Background: Mycobacterium seedling is rich in co-antigens and, a good immunomodulator with bidirectional immunomodulatory function.
Objectives: The present study aimed to explore whether the Mycobacterium vaccae vaccine can improve the incomplete immune recovery of acquired immunodeficiency syndrome (AIDS) patients.
Methods: According to the number of patients receiving human immunodeficiency virus (HIV) long-term treatment in the Ninth Peoples Hospital of Chongqing, China, 100 patients with HIV-RNA quantitation of less than 103 cepies/ml, CD4 + T cell count less than 500/UL, and CD4+T cell count of more than 50/UL after 3 years of Haart treatment were selected. In total, they were randomly assigned to one of three groups, one group received an intramuscular injection of M. vaccae vaccine, one group received an intramuscular injection of growth hormone, and the last group received only a placebo injection. The levels and changes of naive T cells, Treg cells, total CD4+ T cells, T helper 1 (Th1), T helper 2 (Th2) cells, and interleukin 7 (IL-7) cytokine were measured at baseline and after 12, 48, and 50 weeks.
Results: After 48 weeks of treatment, the total CD4+T cells, Th1 cells, and naive T cells in AIDS patients increased, while IL-7 cytokines, Treg cells, and Th2 cells decreased in M. vaccae vaccine and growth hormone group. There was no change in the placebo group, indicating that M. vaccae vaccine and growth hormone can improve the immune function of AIDS patients. After treatment, in group A (M. vaccae vaccine), there was an increase in the total CD4+T cells, Th1 cells, and naive T cells as well as a decrease in Treg cells, Th2 cells, and IL-7 cytokines. The only significant difference between M. vaccae vaccine and growth hormone groups was a decrease in Th1 cells in the M. vaccae vaccine group. After a 12-week follow-up, it was found that there were no cases of secondary infection in the M. vaccae vaccine group, one case in the growth hormone group, and five cases in the placebo group, demonstrating that the secondary infection rate in M. vaccae vaccine and the growth hormone groups was lower than that in the control group.
Conclusion: The M. vaccae vaccine may decrease the levels of IL-7 as well as Treg and Th2 cells by increasing the levels of CD4+T cells, Th1 cells, and pure T cells in AIDS patients, leading to the improvement of immune reconstitution of AIDS patients to some extent.

= Task goal =
According to the abstract on the Mycobacterium vaccae vaccine above, how many cases of secondary infection occurred in the placebo group after the 12-week follow-up?

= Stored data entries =
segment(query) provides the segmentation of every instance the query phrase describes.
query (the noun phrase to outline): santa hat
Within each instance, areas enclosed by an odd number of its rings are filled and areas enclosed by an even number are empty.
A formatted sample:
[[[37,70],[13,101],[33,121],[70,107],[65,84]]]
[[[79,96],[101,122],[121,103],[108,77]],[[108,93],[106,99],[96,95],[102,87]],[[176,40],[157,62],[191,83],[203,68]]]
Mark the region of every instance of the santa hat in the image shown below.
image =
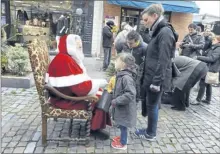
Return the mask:
[[[100,83],[86,73],[80,37],[73,34],[60,37],[58,51],[59,54],[49,65],[46,82],[53,87],[80,86],[88,91],[88,95],[95,94]]]

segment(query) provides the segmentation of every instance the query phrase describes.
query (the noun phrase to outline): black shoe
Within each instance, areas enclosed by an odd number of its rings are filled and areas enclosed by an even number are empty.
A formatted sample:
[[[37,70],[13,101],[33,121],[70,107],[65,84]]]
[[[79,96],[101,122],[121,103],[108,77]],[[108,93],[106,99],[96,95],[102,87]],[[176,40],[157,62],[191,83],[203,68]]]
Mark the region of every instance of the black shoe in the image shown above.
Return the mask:
[[[200,104],[200,101],[198,101],[197,99],[193,102],[190,103],[191,105],[199,105]]]
[[[205,104],[210,104],[210,101],[208,101],[208,100],[202,100],[202,102]]]
[[[101,140],[108,140],[110,138],[110,134],[105,130],[91,130],[91,135],[101,139]]]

= Output of the exercise =
Five cases.